== EXERCISE INSTRUCTIONS ==
Count the lines in the entries below that contain the string "streaked", treating uppercase and lowercase as different, and reply with the number alone.

(Named-object pointing entries)
============

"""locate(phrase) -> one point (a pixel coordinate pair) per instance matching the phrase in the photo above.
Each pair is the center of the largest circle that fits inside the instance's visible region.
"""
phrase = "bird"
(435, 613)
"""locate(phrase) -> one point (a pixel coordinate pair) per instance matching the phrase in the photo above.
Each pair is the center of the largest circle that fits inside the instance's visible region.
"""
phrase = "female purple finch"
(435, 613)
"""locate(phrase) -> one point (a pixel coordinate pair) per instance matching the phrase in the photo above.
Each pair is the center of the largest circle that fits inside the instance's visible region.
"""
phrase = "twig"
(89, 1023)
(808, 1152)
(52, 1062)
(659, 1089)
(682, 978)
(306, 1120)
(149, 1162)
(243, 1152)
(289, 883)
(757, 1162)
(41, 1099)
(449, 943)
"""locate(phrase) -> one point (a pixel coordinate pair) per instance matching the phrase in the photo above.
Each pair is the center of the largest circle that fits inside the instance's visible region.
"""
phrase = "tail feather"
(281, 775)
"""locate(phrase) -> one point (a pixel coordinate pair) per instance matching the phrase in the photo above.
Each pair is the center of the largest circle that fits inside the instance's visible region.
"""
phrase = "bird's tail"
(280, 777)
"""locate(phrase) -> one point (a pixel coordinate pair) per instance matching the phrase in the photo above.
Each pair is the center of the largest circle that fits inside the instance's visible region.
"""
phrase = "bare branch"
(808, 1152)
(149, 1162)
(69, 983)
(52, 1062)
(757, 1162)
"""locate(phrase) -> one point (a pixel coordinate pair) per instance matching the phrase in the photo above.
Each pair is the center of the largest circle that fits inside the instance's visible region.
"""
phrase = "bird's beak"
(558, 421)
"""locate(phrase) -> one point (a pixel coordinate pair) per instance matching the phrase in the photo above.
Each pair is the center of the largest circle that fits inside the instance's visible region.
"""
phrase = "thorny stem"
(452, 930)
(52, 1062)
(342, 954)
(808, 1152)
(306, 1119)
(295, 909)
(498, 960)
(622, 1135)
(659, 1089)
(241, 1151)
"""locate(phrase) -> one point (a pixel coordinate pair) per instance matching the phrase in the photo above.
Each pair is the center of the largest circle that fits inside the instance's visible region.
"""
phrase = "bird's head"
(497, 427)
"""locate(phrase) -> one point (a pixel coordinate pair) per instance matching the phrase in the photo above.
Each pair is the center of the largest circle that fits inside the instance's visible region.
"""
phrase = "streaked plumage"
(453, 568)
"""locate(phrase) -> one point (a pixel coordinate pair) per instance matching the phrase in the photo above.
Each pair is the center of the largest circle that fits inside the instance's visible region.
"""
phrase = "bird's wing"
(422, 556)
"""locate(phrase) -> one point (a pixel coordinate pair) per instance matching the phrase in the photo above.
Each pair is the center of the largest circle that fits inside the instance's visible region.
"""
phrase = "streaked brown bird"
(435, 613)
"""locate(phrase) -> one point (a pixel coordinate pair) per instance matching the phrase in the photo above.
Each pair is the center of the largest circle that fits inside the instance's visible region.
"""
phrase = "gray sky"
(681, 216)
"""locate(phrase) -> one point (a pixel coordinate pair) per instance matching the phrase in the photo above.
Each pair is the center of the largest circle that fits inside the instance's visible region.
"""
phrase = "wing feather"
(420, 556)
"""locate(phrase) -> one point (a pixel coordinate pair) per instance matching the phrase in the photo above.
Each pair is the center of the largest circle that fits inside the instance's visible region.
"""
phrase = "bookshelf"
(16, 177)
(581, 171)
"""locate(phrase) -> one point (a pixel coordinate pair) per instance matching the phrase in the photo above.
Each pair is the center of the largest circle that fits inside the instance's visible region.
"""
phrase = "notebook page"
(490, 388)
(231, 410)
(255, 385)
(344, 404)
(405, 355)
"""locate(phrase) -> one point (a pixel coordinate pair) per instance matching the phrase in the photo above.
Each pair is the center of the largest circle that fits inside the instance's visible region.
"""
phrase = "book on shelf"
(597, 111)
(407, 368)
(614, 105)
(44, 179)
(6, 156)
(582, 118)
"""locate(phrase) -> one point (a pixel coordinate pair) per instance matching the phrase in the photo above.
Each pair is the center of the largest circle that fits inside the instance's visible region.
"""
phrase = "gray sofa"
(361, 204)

============

== RESULT BELOW ==
2